Rewrite the material below, swapping "put a pin on" for "place a marker on" everywhere it appears and leaving every other word untouched.
— Start —
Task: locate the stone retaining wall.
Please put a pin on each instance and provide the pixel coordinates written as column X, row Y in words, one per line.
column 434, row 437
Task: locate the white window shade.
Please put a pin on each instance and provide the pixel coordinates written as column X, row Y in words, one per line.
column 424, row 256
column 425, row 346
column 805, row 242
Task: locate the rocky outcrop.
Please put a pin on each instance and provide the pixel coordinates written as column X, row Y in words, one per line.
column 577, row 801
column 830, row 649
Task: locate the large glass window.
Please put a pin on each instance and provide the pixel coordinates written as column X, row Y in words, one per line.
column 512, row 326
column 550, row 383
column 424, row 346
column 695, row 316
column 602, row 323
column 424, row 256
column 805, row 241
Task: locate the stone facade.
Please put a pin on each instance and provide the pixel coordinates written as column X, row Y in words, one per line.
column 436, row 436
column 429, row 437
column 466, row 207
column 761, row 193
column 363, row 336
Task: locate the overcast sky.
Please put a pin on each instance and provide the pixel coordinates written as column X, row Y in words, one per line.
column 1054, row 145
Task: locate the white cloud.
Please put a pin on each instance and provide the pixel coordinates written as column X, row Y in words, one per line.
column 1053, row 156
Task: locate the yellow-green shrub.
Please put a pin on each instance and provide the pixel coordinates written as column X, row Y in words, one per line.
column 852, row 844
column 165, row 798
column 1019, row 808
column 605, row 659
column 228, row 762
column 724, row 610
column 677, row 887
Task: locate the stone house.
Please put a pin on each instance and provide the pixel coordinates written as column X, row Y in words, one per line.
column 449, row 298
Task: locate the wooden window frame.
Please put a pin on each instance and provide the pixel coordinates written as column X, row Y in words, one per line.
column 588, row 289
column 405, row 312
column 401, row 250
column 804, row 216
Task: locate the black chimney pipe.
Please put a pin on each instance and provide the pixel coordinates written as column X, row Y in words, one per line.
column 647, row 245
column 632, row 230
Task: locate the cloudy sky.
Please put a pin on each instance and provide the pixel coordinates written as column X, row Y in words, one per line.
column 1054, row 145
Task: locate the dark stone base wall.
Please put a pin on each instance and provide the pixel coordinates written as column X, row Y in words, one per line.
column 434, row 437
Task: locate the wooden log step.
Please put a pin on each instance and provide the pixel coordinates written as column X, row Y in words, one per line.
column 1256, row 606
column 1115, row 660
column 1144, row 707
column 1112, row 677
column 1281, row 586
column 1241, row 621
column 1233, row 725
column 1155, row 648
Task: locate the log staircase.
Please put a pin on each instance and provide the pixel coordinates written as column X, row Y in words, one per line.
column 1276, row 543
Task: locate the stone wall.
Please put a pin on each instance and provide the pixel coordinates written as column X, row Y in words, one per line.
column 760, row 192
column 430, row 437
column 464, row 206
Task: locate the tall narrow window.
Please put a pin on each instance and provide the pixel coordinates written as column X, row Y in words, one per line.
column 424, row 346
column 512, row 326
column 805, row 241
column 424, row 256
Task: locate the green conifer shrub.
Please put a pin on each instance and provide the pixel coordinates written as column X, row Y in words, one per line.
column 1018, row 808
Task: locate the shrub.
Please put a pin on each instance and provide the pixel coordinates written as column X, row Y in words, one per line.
— End —
RESULT OF THE TASK:
Task: locate the stone retaining wall.
Please place a marker on each instance and provide the pixel coordinates written as column X, row Y in words, one per line.
column 434, row 437
Task: locate the white window shade.
Please place a marker on each instance and provide the pixel coordinates written as column X, row Y in words, one per line.
column 424, row 256
column 425, row 346
column 805, row 242
Task: locate the rocky outcrop.
Please place a marker on each instance and provide the pixel coordinates written as column X, row Y in words, one per line.
column 577, row 801
column 830, row 649
Task: locate the large glass window.
Please place a marker on each instance and provide the pixel coordinates written as column X, row Y in words, one per line.
column 512, row 326
column 550, row 383
column 424, row 346
column 695, row 316
column 602, row 323
column 424, row 256
column 805, row 241
Task: locate the stone facade.
Please place a marker on each instance and provide the pixel coordinates written as column X, row Y in words, one per line.
column 436, row 436
column 429, row 437
column 466, row 207
column 761, row 193
column 363, row 336
Task: locate the overcast sky.
Please place a marker on each instance and provide the pixel coordinates written as column X, row Y in words, one per line.
column 1054, row 145
Task: locate the white cloud.
Please place a marker on each instance and provide the pixel coordinates written as column X, row Y in words, one per line.
column 1053, row 156
Task: locate the yellow-green shrub.
Please place a marker on each instance and provide the pixel coordinates written as column X, row Y in words, one per line.
column 852, row 844
column 165, row 798
column 1019, row 808
column 605, row 659
column 228, row 762
column 724, row 610
column 677, row 887
Task: locate the stone house.
Please place a marker on each instance and provide the pixel coordinates written as column X, row Y in words, one per line.
column 449, row 298
Task: locate the wooden window frame.
Please place a marker on each instance and provide the pixel coordinates written as column X, row Y in words, one per line.
column 588, row 289
column 405, row 312
column 401, row 250
column 804, row 216
Task: locate the black chimney pipe.
Please place a marker on each instance and provide the pixel coordinates written as column X, row Y in words, one per line.
column 647, row 245
column 632, row 230
Task: locate the cloudy sky.
Please place a marker on each instance and provide the pixel coordinates written as column X, row Y in words, one per line.
column 1054, row 145
Task: locate the dark stone base wall.
Please place a marker on each instance and provide the pixel coordinates written as column X, row Y in words, one per line.
column 434, row 437
Task: locate the wooden log step.
Please place a marker on each instance and provide the pixel coordinates written as column X, row Y in words, one per line.
column 1256, row 606
column 1115, row 660
column 1144, row 707
column 1112, row 677
column 1281, row 586
column 1241, row 621
column 1233, row 725
column 1155, row 648
Task: locate the log staircase.
Please place a marker on each instance and provide the pixel coordinates written as column X, row Y in words, one per line.
column 1276, row 543
Task: locate the stone wall.
Please place a marker on each instance and provide the pixel coordinates written as column X, row Y in words, one per line.
column 760, row 192
column 430, row 437
column 464, row 206
Task: locate the tall narrow window.
Please place a marker on each instance and provide the pixel coordinates written as column X, row Y in words, one per line.
column 424, row 346
column 512, row 326
column 805, row 241
column 424, row 256
Task: locate the green conifer shrub.
Please place a marker on each instance and provide the pixel coordinates written as column X, row Y in words, one per line.
column 1018, row 808
Task: locate the shrub.
Please place a marker on each instance and provide the pixel coordinates written as column X, row Y in words, one per line.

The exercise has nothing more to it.